#### [Exercise requirements]
Copy out each line below in which the string "border" appears.

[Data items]
* * *

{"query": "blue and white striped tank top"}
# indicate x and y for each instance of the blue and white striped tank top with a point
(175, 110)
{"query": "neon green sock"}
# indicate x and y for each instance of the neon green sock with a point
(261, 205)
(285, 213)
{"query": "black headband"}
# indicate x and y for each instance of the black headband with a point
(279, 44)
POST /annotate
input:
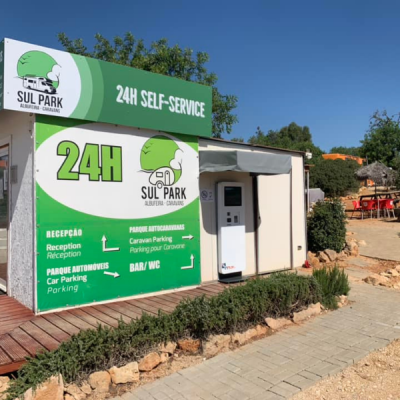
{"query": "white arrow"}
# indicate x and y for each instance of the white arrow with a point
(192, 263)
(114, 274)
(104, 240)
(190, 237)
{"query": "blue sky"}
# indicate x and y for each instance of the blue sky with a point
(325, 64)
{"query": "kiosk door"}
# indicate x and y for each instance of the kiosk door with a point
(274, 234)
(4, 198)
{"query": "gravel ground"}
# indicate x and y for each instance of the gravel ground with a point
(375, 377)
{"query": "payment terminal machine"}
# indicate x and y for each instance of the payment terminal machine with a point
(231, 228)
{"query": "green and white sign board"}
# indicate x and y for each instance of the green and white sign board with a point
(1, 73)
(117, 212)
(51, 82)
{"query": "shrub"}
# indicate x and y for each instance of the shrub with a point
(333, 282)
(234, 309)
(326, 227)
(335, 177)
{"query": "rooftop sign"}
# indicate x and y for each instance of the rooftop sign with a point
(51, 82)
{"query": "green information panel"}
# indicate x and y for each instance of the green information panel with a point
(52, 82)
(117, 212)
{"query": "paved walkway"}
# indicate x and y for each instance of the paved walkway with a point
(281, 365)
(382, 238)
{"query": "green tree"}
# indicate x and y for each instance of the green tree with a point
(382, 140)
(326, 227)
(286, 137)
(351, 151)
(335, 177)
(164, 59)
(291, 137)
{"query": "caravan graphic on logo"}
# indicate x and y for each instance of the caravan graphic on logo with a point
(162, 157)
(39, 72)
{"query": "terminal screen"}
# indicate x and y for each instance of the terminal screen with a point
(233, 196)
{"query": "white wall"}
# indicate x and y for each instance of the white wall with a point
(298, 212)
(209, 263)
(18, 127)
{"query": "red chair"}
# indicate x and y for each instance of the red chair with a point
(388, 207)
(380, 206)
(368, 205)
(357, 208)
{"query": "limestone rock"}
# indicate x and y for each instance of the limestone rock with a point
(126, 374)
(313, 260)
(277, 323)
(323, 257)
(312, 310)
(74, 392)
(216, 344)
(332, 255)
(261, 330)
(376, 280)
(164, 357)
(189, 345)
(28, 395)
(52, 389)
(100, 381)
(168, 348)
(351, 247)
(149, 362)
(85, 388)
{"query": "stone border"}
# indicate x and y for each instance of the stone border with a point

* * *

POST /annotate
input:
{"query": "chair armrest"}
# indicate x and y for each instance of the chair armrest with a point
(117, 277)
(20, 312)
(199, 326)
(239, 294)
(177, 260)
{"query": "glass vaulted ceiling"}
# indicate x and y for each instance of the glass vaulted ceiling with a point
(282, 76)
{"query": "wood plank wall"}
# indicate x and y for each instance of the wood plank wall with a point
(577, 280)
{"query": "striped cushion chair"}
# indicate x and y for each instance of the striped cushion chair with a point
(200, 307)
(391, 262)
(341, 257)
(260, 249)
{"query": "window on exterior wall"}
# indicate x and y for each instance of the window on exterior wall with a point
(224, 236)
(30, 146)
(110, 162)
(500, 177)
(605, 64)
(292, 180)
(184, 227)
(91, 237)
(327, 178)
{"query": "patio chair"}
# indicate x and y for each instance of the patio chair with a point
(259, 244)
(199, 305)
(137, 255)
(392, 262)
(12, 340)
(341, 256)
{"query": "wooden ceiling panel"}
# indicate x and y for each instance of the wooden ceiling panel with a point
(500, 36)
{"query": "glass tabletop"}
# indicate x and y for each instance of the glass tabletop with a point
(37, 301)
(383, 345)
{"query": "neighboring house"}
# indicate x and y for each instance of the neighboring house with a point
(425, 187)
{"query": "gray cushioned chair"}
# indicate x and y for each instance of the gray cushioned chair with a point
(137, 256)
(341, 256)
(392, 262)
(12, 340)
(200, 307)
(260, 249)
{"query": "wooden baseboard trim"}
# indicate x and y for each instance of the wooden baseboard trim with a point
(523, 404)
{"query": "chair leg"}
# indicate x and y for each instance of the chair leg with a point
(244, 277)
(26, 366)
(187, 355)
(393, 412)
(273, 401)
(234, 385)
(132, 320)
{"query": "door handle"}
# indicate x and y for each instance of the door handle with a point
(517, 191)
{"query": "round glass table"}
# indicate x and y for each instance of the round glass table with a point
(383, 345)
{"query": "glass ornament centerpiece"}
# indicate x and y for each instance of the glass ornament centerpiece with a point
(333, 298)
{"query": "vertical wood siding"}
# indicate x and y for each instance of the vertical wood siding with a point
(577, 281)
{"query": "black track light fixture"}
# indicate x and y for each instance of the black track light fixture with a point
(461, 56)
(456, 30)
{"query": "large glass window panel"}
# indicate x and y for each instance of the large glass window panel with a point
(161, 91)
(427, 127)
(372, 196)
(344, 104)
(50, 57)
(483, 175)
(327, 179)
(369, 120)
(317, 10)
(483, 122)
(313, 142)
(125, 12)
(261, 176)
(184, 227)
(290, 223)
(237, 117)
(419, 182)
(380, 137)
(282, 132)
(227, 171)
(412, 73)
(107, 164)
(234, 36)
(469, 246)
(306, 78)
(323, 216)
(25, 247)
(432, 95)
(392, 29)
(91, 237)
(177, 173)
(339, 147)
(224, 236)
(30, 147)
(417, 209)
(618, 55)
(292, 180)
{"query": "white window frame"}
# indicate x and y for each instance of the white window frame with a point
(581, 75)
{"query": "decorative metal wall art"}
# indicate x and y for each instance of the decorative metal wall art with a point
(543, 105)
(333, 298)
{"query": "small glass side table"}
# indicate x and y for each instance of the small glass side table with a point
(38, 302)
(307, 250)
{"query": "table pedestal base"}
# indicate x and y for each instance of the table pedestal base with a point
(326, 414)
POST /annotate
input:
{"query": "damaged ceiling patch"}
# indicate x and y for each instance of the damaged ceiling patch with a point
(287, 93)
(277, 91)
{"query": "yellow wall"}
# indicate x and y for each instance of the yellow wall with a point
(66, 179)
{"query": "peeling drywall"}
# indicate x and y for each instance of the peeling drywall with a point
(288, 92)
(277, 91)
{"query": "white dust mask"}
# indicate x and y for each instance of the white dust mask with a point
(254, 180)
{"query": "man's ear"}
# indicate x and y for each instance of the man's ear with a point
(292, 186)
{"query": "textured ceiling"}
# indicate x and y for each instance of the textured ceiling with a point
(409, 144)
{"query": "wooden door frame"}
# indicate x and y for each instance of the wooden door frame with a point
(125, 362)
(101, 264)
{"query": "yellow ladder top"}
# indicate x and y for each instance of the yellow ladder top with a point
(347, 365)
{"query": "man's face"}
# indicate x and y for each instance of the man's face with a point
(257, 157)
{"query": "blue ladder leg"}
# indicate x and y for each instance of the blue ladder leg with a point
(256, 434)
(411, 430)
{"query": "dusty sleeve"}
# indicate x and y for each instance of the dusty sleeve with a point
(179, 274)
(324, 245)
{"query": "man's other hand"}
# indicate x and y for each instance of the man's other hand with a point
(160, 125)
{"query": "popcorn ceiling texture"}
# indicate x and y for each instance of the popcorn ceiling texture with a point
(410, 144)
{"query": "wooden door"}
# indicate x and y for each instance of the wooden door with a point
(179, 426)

* * *

#### [Solved problem]
{"query": "stone border"}
# indicate x and y for each instance of the stone border with a point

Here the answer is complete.